> _Task directions_:
Go through the entries and transcribe each one exactly, dropping the pictures.
● ● ● ● ●
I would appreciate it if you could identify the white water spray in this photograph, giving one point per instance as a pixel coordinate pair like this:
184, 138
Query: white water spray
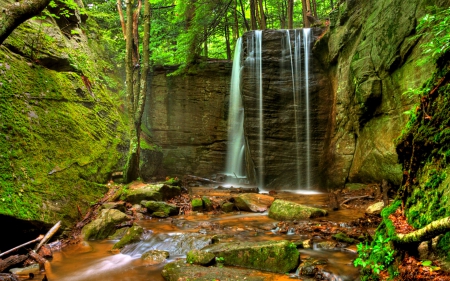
235, 156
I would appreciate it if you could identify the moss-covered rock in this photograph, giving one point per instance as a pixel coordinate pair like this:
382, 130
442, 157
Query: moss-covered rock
180, 270
286, 210
253, 202
342, 237
275, 256
151, 192
197, 204
199, 257
154, 257
227, 207
60, 131
160, 206
104, 225
132, 235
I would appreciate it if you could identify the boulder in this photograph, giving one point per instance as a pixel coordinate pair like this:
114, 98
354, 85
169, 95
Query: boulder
375, 209
197, 204
286, 210
227, 207
155, 192
104, 225
179, 270
132, 235
154, 257
253, 202
275, 256
199, 257
160, 206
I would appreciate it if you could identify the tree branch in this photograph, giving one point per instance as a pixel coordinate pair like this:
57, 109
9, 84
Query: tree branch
429, 231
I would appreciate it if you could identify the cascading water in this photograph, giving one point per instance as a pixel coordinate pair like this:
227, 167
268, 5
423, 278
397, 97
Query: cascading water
300, 92
236, 144
254, 60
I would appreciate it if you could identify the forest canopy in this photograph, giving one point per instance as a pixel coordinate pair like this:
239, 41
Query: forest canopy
182, 32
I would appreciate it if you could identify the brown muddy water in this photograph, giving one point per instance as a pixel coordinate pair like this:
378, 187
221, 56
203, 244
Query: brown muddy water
93, 260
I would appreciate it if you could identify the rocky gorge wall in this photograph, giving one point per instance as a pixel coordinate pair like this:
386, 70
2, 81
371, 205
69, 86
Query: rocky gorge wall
372, 56
60, 130
185, 122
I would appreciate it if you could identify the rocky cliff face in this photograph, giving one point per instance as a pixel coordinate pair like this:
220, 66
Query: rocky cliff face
59, 128
186, 120
372, 55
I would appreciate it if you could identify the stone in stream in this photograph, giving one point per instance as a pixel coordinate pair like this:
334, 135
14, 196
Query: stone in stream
179, 270
197, 204
375, 209
275, 256
132, 235
155, 192
199, 257
160, 208
104, 225
286, 210
154, 257
253, 202
227, 207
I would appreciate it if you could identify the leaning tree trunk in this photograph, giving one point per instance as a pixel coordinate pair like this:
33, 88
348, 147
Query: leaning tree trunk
18, 12
131, 170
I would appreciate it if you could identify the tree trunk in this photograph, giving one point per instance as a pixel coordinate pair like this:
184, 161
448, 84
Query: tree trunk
18, 12
247, 26
131, 169
262, 16
253, 14
305, 10
290, 14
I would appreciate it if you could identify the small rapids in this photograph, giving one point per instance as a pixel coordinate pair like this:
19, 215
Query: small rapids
93, 260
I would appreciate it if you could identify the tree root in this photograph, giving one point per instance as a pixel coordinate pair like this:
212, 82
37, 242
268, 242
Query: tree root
427, 232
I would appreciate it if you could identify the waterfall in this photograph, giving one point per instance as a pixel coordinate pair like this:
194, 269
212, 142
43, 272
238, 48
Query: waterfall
306, 42
254, 61
235, 155
300, 92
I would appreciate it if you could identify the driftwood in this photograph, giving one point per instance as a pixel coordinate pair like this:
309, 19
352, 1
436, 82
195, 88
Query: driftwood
190, 178
356, 197
8, 277
23, 245
429, 231
49, 235
11, 260
37, 258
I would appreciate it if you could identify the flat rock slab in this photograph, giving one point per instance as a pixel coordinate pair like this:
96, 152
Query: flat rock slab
179, 270
286, 210
104, 225
253, 202
275, 256
154, 192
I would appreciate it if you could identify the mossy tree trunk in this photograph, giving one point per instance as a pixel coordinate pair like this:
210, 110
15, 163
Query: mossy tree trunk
136, 84
18, 12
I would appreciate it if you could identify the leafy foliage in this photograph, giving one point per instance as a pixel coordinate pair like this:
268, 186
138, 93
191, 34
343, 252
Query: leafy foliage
435, 25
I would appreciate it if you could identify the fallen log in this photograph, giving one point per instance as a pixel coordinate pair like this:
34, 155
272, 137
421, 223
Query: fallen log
356, 197
37, 258
11, 260
24, 244
195, 178
49, 235
429, 231
8, 277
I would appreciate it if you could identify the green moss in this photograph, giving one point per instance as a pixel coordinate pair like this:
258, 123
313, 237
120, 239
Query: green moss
58, 140
132, 235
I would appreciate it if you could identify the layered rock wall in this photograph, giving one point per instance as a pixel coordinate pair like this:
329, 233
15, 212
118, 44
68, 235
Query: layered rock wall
372, 53
186, 118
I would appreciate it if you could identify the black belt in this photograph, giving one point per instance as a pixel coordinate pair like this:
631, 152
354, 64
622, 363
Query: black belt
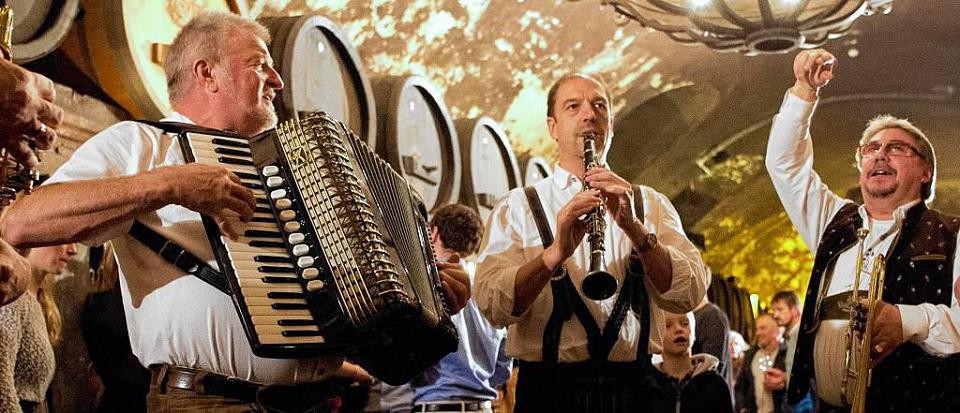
834, 306
452, 406
165, 376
● ● ● ● ●
> _Full answer_:
I would appreciate it if you could identify the white water spray in this photograph, giving one point per instance as a pixel coordinate pair like this:
184, 138
Query: white water spray
235, 156
I would appreciate it if you could identify the moss-covered rock in this photograph, giving one point per instance as a pixel coordinate pair like this:
382, 130
442, 157
Query: moss-covered rock
180, 270
286, 210
253, 202
342, 237
275, 256
151, 192
197, 204
199, 257
154, 257
227, 207
60, 131
160, 206
104, 225
132, 235
I would appreciate it if you could identify the boulder in this photograph, giving one point per instance as a pixel coordinate pair like this:
114, 98
354, 85
169, 95
Query: boulder
375, 209
197, 204
286, 210
227, 207
155, 192
104, 225
179, 270
132, 235
154, 257
253, 202
275, 256
199, 257
160, 206
I would appreciate it if you could identify the tree branch in this photograph, giving one point per instance as a pixel coordinate pair like this:
57, 109
9, 84
Query: tree branch
429, 231
I would appreciate it if you could identify the cascading water in this photograph, giving one point per instance as a pixel coordinate pair like this:
227, 167
268, 5
423, 278
397, 97
Query: cascading water
300, 92
236, 144
254, 60
I would appreciate it if you could identify the forest canopy in this photograph, giving one point per instance as a pixel coordinate pair like this:
239, 41
Query: forest canopy
182, 32
I would appreciate it if you could identify the brown muddy water in this photograph, giving one point per instance as a pixel coordinate pair like this:
378, 187
221, 56
203, 244
Query: brown muddy water
93, 260
I would appreciate it if you could identify the rocky gorge wall in this photograph, giving one point per instance as a pixel coordinate pair like this:
386, 70
2, 81
371, 205
69, 86
Query: rocky gorge wall
372, 56
60, 130
185, 122
I would appreciate it if you could identify the rocky cliff face in this photograph, giving one point per instance as a pixel coordinate pair like this:
220, 66
Query: rocky cliff face
59, 128
186, 120
372, 55
I would appreciate it if you could identify the stone in stream in this photograph, giving one point per instance as a pixel coordinate pair like this:
334, 135
14, 196
Query: stone in stream
179, 270
197, 204
375, 209
275, 256
132, 235
155, 192
199, 257
160, 208
104, 225
286, 210
154, 257
253, 202
227, 207
I would appreciate it if you could identify the leaning tree trunk in this photograph, giving one point per instance as a pixel coordinate pair like this:
33, 88
348, 147
Query: leaning tree trunk
18, 12
131, 170
I would appreciate it if you could identify the tree trunk in this photograph, giving one point per instance as a pixel coordinate pair like this:
184, 161
448, 84
Query: tree trunk
18, 12
247, 26
131, 169
262, 16
253, 14
305, 10
290, 14
I would appreciate it if you could identify the small rapids in this photograph, giving one point per instance as a pixel coordinate pair like this:
19, 215
Query: small rapids
93, 260
I would appreciate it if you could identify the tree root in this photograph, giving one point per instance as a pixel coordinate pair like this:
212, 82
37, 242
268, 242
Query: tree root
427, 232
I would appreciate it if you could identify the waterfall in this photograph, giving one point per instance as a pixel coordinate pair like this:
194, 269
212, 142
43, 272
238, 48
Query: waterfall
306, 42
254, 61
235, 155
300, 92
I would appreciate it if you could identify the driftwood in this photograph, giving one point per instance as a pixel coordinate pair like this:
309, 19
352, 1
436, 82
195, 88
Query: driftwood
190, 178
356, 197
8, 277
23, 245
429, 231
49, 235
11, 260
37, 258
I would appreciate it if you could identify the flat rock slab in this photograph, giving one point per instance as a pixel coordinate pair like this:
96, 152
Query: flat rock slab
179, 270
286, 210
104, 225
253, 202
275, 256
154, 192
I would appreciate it if you could identify the mossy tree trunk in this photograph, giving one point per instance as a pixel coordinate pair like this:
210, 110
15, 163
Query: mossy tree trunk
136, 84
18, 12
I would appreciate it if you could identify the leafy foliage in this photograph, giving one point per instance as a pixel coordinate pair like this:
268, 186
138, 93
191, 34
343, 252
Query: leafy foliage
435, 25
I would appreciate it if you could identify the fallen log in this photograph, giving one point per instance as a pixel coordinate pair like this:
34, 155
272, 137
421, 223
Query: fallen log
356, 197
37, 258
11, 260
24, 244
195, 178
49, 235
429, 231
8, 277
I would appreciate it if you could identify the green moss in this photograph, giving one point per instance as a pixel coordinate pair like this:
258, 123
313, 237
120, 239
Query: green moss
58, 140
132, 235
I would appreciate it if you could identify the layered rock wall in this photograph, giving one point per instance as a pixel coordinate pair like this:
329, 233
15, 212
118, 44
68, 235
Query: layered rock wall
372, 53
186, 118
I would appreciate it if you could identify the black belt in this photograph, giving one point per instance as a pixel coordinate pair like this:
631, 152
354, 64
622, 363
Query: black belt
834, 306
452, 406
165, 376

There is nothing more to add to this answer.